- Goal of the exercise -
Copy out all the records below, changing every "Set one marker" to "Place a single marker" and leaving everything else unchanged. Do not include the pictures in your answer.

- Supplied entries -
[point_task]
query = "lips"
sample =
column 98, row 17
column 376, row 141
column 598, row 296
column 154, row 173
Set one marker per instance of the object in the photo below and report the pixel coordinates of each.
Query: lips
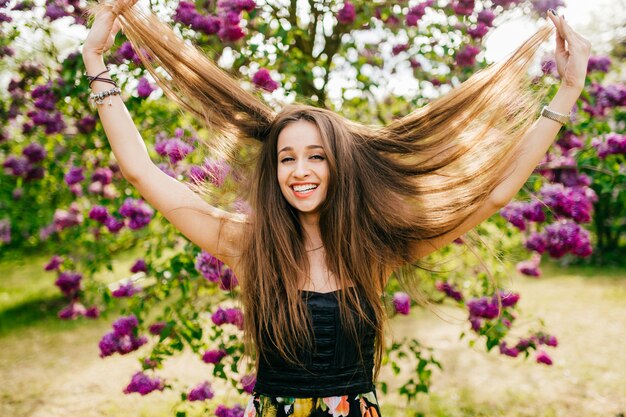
column 303, row 190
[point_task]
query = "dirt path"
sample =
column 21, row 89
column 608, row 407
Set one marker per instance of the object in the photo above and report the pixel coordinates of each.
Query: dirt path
column 59, row 373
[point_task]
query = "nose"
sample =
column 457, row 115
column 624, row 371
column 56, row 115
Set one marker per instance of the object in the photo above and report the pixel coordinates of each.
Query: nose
column 302, row 169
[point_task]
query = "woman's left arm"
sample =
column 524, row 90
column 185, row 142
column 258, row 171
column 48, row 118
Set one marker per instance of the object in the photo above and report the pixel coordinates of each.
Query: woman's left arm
column 572, row 67
column 572, row 54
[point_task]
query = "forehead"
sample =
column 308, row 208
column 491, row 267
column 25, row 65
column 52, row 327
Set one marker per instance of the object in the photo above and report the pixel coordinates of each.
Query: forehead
column 299, row 135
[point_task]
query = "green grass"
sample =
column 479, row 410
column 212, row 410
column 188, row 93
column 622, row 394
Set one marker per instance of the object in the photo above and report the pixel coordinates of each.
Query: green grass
column 51, row 367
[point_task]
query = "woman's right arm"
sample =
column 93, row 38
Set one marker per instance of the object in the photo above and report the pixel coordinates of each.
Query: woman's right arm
column 214, row 230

- Task response -
[point_task]
query = "lips"
sample =
column 98, row 17
column 376, row 141
column 598, row 296
column 154, row 173
Place a single marker per instance of the object in the photo below and report the pixel coordinates of each.
Query: lips
column 303, row 190
[point_task]
query = "dirt path"
sample =
column 21, row 89
column 608, row 407
Place a single marker per instance of the object in the photo above and report the pixel coordinates of each.
Query: dirt path
column 59, row 373
[point_task]
query = "nose"
sample =
column 457, row 115
column 624, row 371
column 56, row 115
Place a single marker per instance of the object in the photo above and report the pixel coordinates of each.
Query: nose
column 302, row 169
[point_task]
query = "woman's left arm"
sample =
column 524, row 90
column 185, row 142
column 258, row 171
column 48, row 118
Place a single marker per instance of the object in the photo above and report the pixel coordinates of each.
Query: woman's left arm
column 572, row 67
column 572, row 54
[point_task]
query = "forehead"
sample =
column 308, row 208
column 491, row 267
column 25, row 65
column 52, row 327
Place a single marker per instance of the object in the photo above and report the pixel coordinates of each.
Query: forehead
column 299, row 135
[point_task]
query = "green grass"
sample =
column 479, row 410
column 212, row 410
column 188, row 93
column 622, row 394
Place a single marker per instance of the object in the photo above and report the pixel coordinates of each.
Query: green grass
column 51, row 367
[point_task]
query = "woman's right arm"
sample =
column 93, row 38
Place a single marker per instance of the object in the photo above and report the pixel coordinates of each.
Query: woman's right arm
column 214, row 230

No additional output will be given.